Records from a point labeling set
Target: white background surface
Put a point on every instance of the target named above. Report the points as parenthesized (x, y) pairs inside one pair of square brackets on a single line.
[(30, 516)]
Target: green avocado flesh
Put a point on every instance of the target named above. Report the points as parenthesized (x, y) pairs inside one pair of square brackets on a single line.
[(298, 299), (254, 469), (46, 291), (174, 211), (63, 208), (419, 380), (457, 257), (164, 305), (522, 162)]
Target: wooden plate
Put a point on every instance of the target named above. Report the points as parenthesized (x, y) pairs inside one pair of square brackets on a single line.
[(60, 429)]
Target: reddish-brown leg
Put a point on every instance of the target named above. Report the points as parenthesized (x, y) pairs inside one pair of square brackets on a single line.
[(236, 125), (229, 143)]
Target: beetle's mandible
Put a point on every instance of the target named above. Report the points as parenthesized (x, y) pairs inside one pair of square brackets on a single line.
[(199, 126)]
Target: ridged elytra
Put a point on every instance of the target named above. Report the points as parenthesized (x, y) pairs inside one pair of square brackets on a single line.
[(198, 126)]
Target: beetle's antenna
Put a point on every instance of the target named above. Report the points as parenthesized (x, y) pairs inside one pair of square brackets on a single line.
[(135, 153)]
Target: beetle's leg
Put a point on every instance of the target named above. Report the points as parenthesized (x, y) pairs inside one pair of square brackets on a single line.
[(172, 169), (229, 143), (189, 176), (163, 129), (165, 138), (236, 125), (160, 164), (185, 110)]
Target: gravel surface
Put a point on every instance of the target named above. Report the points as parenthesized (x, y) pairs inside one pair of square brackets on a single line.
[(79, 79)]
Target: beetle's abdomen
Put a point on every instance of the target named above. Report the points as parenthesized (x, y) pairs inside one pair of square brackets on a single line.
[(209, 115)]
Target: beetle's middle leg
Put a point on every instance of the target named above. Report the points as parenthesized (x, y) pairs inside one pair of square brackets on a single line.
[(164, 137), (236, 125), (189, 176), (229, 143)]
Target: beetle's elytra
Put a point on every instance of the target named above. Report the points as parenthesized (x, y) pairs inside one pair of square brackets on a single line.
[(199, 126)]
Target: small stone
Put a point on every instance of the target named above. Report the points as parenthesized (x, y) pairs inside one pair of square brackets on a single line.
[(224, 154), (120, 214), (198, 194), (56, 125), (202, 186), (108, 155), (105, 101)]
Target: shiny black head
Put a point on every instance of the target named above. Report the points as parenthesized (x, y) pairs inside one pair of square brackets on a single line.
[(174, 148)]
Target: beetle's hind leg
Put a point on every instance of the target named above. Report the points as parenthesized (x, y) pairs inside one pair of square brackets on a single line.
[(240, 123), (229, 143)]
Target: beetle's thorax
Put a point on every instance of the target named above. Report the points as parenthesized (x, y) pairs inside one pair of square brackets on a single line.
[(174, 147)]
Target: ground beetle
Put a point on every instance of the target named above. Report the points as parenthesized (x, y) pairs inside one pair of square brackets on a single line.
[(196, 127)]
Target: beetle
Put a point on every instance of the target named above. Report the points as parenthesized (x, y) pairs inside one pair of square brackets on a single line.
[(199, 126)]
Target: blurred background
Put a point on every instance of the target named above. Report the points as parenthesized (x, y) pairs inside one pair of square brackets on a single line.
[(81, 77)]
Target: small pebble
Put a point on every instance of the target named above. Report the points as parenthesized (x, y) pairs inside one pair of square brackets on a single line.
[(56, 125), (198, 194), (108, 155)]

▶ _What is being asked_
Express the entries above as a two-column CSV with the header row "entry" and "answer", giving one row per entry. Put each entry's text and its answer in separate quoted fields, and replace line breaks with spaces.

▶ _Result_
entry,answer
"Target: white background surface Put a point on every instance of the target named above. Report the points as parenthesized (x, y) pairs inside one pair of square brackets on a single line.","[(30, 516)]"
"Target: green avocado flesh Put a point on every instance of the target named above. Report the points as parenthesized (x, y) pairs inside one pair of square brackets on a single line.","[(298, 299), (254, 469), (46, 291), (174, 211), (63, 208), (419, 380), (457, 257), (164, 305), (522, 162)]"
"Target: wooden plate Put a point on every instance of the target named above. Report the points as parenthesized (x, y) pairs inside one pair of square brackets on a single line.","[(60, 429)]"
"Target: reddish-brown leg Put a point on every instance of the target named above. Report the points as parenthesized (x, y) pairs inside one pair of square brackets on a single line.","[(236, 125), (229, 143)]"
"Target: beetle's mandible Put a point on every instance of the target named above. Report the points as parenthesized (x, y) pairs inside one pair of square brackets on a single line.","[(199, 126)]"
"Target: ridged elytra Put a point on every instance of the target named above. Report the points as parenthesized (x, y) pairs inside one pair of square brackets on a single line.","[(198, 126)]"
"Target: beetle's antenna Put a point on every instance of the target named above. Report the points as parenthesized (x, y) pairs inside one pair of square brackets on a single line.","[(135, 153)]"
"Target: beetle's leg Put a point on every instance of the target named above. Report the points as parenthesized (x, y) pairs inside one pair of square brackets on a single line.","[(172, 169), (229, 143), (189, 176), (163, 129), (165, 138), (236, 125), (160, 164), (185, 110)]"
"Target: gravel surface Put a point on every instance of the target named above. Report the points as parenthesized (x, y) pairs inside one pair of square brackets on a single line.","[(79, 79)]"
"Target: beetle's abdomen Put a point on every instance of the target named above. Report the points as parenthesized (x, y) pairs inside one pair of square brackets on a single line.","[(209, 115)]"
"Target: beetle's middle leg Put a point on every instance of the target named above. Report the points as parenthesized (x, y) pairs inside one pair of square brackets on a single line.","[(164, 137), (236, 125), (189, 176), (229, 143)]"
"Target: beetle's elytra Put a point on every instance of the target named above. Report the points as parenthesized (x, y) pairs inside one pair of square brackets on a single line.","[(199, 126)]"
"Target: small stone Put a point on every instance of the target named above. Report the points as parenthesized (x, y) pairs inside one pair of square brackets on a single line.","[(224, 154), (120, 214), (198, 194), (56, 125), (202, 186), (108, 155), (105, 101)]"
"Target: shiny black head Put a point on every instance of the target named above. Report the points as parenthesized (x, y) pairs inside one pair of square brackets on a single line.","[(174, 148)]"
"Target: beetle's hind leg Put a point on every instance of the target named above. Report the points as parenthesized (x, y) pairs inside one pair of square brackets on a single line.","[(240, 123), (229, 143)]"
"Target: beetle's thorax Put a point on every instance of the target named above. Report the points as parenthesized (x, y) pairs inside one pair of square brackets on a single line.","[(174, 147)]"
"Target: ground beetle Put a point on every instance of the target named above. Report the points as parenthesized (x, y) pairs inside one pair of square brackets on a single line.","[(196, 127)]"
"Target: beetle Put a point on every instance of the target named above. Report the points as parenthesized (x, y) pairs inside one pair of square brackets on a single line.","[(199, 126)]"
"Target: blurred background Put a point on every instance of the target named above. Report the points as parenthesized (x, y) pairs inside one pair of square brackets on a single line.","[(81, 77)]"
"Target: small pebble Put a point on every instance of the target named above. Report the points as parenthesized (x, y) pairs inside one pair of square brackets on a single line.","[(56, 125), (198, 194), (108, 155)]"